### Your objective:
Convert the lines below into a JSON list of strings with one string per line, omitting blank lines and leaving out the pictures.

### Input for this task:
+++

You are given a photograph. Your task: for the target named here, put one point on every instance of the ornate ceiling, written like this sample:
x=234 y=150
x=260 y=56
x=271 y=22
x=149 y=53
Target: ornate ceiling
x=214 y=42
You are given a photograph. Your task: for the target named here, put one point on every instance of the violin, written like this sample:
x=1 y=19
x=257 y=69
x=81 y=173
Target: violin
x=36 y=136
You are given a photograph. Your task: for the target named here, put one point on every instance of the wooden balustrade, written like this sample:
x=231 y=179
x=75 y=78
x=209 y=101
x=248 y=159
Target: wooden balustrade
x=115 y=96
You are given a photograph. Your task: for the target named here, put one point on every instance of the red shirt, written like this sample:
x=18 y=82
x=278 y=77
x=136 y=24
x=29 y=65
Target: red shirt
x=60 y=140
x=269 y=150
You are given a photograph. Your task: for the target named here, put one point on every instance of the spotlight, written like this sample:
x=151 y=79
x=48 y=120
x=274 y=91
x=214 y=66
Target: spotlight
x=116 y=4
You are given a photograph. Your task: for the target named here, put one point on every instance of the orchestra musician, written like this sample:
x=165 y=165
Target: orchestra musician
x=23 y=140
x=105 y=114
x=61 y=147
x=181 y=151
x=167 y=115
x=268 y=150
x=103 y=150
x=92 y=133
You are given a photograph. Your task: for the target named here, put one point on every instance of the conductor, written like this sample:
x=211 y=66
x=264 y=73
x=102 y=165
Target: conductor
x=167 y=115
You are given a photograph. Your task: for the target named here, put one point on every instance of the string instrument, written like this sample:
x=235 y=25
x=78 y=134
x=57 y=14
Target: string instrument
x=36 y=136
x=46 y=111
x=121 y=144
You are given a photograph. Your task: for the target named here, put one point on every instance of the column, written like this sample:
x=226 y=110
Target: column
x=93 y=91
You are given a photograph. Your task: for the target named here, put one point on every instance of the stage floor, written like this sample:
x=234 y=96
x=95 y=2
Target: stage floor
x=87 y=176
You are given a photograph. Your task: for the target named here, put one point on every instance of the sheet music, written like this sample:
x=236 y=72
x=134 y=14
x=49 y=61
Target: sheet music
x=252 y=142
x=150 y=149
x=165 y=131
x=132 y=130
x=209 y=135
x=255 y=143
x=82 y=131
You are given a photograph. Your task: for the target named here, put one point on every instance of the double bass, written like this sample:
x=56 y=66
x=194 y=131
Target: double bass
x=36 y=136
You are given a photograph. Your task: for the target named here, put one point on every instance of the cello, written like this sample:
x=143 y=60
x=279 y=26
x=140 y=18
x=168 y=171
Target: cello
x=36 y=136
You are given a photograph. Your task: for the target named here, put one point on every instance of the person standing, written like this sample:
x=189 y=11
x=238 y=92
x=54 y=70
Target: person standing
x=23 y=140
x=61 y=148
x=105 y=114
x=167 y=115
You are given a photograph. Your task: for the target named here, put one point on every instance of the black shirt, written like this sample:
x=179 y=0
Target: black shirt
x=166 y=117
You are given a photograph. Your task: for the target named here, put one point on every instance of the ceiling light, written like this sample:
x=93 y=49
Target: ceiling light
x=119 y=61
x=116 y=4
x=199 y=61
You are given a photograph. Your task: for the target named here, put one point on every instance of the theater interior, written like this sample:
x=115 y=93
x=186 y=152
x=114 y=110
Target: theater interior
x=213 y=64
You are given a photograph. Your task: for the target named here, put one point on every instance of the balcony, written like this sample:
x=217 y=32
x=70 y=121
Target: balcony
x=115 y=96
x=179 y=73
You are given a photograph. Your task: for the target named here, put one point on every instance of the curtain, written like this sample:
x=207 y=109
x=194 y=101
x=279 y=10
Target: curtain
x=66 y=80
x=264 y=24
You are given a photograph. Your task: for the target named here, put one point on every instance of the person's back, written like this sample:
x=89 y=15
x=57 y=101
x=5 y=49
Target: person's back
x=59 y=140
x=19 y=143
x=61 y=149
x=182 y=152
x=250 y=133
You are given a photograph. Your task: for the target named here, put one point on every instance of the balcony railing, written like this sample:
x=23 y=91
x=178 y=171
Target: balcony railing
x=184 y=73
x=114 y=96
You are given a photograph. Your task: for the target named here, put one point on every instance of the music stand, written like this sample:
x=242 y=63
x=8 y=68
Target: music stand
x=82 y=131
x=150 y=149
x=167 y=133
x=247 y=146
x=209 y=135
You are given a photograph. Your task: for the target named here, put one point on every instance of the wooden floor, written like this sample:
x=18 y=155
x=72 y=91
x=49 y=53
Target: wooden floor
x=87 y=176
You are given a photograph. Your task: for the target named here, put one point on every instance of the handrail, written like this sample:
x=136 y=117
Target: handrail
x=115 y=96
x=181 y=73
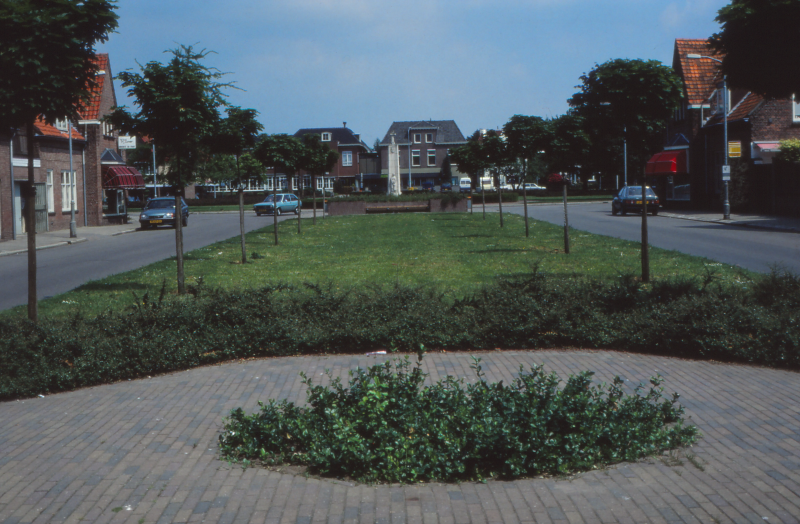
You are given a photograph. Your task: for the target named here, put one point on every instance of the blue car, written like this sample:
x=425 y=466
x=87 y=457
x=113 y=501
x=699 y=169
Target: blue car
x=286 y=203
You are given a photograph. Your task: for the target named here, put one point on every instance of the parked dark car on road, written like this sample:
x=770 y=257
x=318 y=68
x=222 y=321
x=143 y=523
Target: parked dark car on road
x=286 y=203
x=161 y=212
x=629 y=198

+++

### Result of this task:
[
  "You are given a photograph. Your task: for the target named here, put one point on every instance of the ornate ceiling, written like this sample:",
  "x=234 y=150",
  "x=260 y=56",
  "x=271 y=22",
  "x=149 y=53",
  "Target: ornate ceiling",
  "x=214 y=42",
  "You are given a photograph. Your task: for the target named here, put one point on every instance of the violin, written like this sample:",
  "x=1 y=19",
  "x=257 y=69",
  "x=81 y=173",
  "Target: violin",
  "x=36 y=136",
  "You are given a photograph. Your task: for the target named here, put one point on every instance of the wooden balustrade, written like this sample:",
  "x=231 y=179",
  "x=75 y=78",
  "x=209 y=101",
  "x=248 y=159",
  "Target: wooden balustrade",
  "x=115 y=96",
  "You are given a photograph. Your task: for the target named here, put one point on every instance of the red shirt, written like this sample:",
  "x=18 y=82",
  "x=278 y=77",
  "x=136 y=24",
  "x=29 y=65",
  "Target: red shirt",
  "x=60 y=140",
  "x=269 y=150",
  "You are given a photograph. Your task: for the target named here, put one point on every instance of the spotlight, written like this sample:",
  "x=151 y=79",
  "x=48 y=120",
  "x=274 y=91",
  "x=214 y=66",
  "Target: spotlight",
  "x=116 y=4",
  "You are given a photograph. Your task: for the target named here, put one point on every instance of the orchestra musician, written like this sample:",
  "x=165 y=165",
  "Target: orchestra musician",
  "x=23 y=140",
  "x=105 y=114",
  "x=61 y=147",
  "x=181 y=151",
  "x=167 y=115",
  "x=268 y=150",
  "x=103 y=150",
  "x=92 y=133",
  "You are given a photograph. Your task: for the target named here, put one point on every instance of the conductor, written like this sample:",
  "x=211 y=66",
  "x=264 y=73",
  "x=102 y=165",
  "Target: conductor",
  "x=167 y=115",
  "You are given a photograph. Your task: for the target named here, put one point on every instance of the string instrument, written like this sample:",
  "x=235 y=25",
  "x=78 y=134",
  "x=57 y=14",
  "Target: string instrument",
  "x=36 y=136",
  "x=46 y=111",
  "x=121 y=144",
  "You are given a photograph. Your task: for the target named here, put one point on every instance of the column, written like this sample:",
  "x=226 y=110",
  "Target: column",
  "x=93 y=91",
  "You are given a photograph. Your task: for the target named here, put one point on every instance of the stage floor, written like this sample:",
  "x=234 y=96",
  "x=95 y=2",
  "Target: stage floor",
  "x=87 y=176",
  "You are given a photograph. Your task: for the target named here, put one point on every instance of the sheet music, written like this sample:",
  "x=236 y=72",
  "x=134 y=14",
  "x=49 y=61",
  "Target: sheet music",
  "x=252 y=142",
  "x=150 y=149",
  "x=165 y=131",
  "x=132 y=130",
  "x=209 y=135",
  "x=255 y=143",
  "x=82 y=131",
  "You are given a photograph. Your task: for the target named here, put one point on every instance of the double bass, written like this sample:",
  "x=56 y=66",
  "x=194 y=131",
  "Target: double bass",
  "x=36 y=136",
  "You are given a photograph. Your task: for the target named here, put one point on every instance of the cello, written like this sample:",
  "x=143 y=60",
  "x=279 y=26",
  "x=140 y=18",
  "x=168 y=171",
  "Target: cello",
  "x=36 y=136",
  "You are given a photograph. Your task: for the target named here, put one point on every instance of the person standing, written like this sample:",
  "x=189 y=11",
  "x=238 y=92",
  "x=54 y=70",
  "Target: person standing",
  "x=23 y=140",
  "x=61 y=148",
  "x=105 y=114",
  "x=167 y=115",
  "You are given a photograph. Your task: for the target named here, put one point on every instance of the black shirt, written like this sample:",
  "x=179 y=0",
  "Target: black shirt",
  "x=166 y=117",
  "You are given a photograph. Your task: for the target named here, put one point on every instance of the ceiling light, written like this sample:",
  "x=93 y=49",
  "Target: ceiling light",
  "x=119 y=61",
  "x=116 y=4",
  "x=199 y=61",
  "You are given a photograph. Your task: for the target named here, put one point on every instance of the theater interior, written like this sample:",
  "x=115 y=93",
  "x=186 y=152",
  "x=114 y=110",
  "Target: theater interior",
  "x=213 y=64",
  "You are given a photograph. Your task: for the target named here, put one point on every instance of the balcony, written like this sample:",
  "x=217 y=32",
  "x=70 y=121",
  "Target: balcony",
  "x=115 y=96",
  "x=179 y=73",
  "You are given a photograph. Your task: for the target named here, put one point on every instance of the curtain, written like this sample:",
  "x=207 y=109",
  "x=194 y=101",
  "x=279 y=10",
  "Target: curtain",
  "x=66 y=80",
  "x=264 y=24",
  "You are given a photograph. Your task: for the target named here, put one point on every instance of the person's back, written like this sample:",
  "x=89 y=15",
  "x=57 y=101",
  "x=5 y=49",
  "Target: person's back",
  "x=59 y=140",
  "x=19 y=143",
  "x=61 y=149",
  "x=182 y=152",
  "x=250 y=133",
  "You are given a photograph. Your task: for the target named here, put one point on every instance of the balcony railing, written like this sample:",
  "x=23 y=91",
  "x=178 y=171",
  "Target: balcony railing",
  "x=184 y=73",
  "x=114 y=96",
  "You are given a photograph. Your task: for the target named here, put one point on every instance of the music stand, written like this sample:",
  "x=242 y=63",
  "x=8 y=68",
  "Target: music stand",
  "x=82 y=131",
  "x=150 y=149",
  "x=167 y=133",
  "x=247 y=146",
  "x=209 y=135",
  "You are given a photograph. Your task: for the target named here, put one point on every instance of the wooden floor, written like this sample:",
  "x=18 y=155",
  "x=72 y=91",
  "x=49 y=53",
  "Target: wooden floor",
  "x=87 y=176",
  "You are given a photograph. Your task: for the target named here, put one point on every instance of the handrail, written like this sample:",
  "x=136 y=117",
  "Target: handrail",
  "x=115 y=96",
  "x=181 y=73",
  "You are given a photograph. Your task: for the target named here, put one point on every instance of the blue car, written like this sample:",
  "x=425 y=466",
  "x=87 y=457",
  "x=113 y=501",
  "x=699 y=169",
  "Target: blue car",
  "x=286 y=203",
  "You are given a photograph. Your task: for the target named here, put one point on every instance of the parked dark car on road, written like this sample:",
  "x=770 y=257",
  "x=318 y=68",
  "x=222 y=321",
  "x=143 y=523",
  "Target: parked dark car on road",
  "x=286 y=203",
  "x=161 y=212",
  "x=629 y=198"
]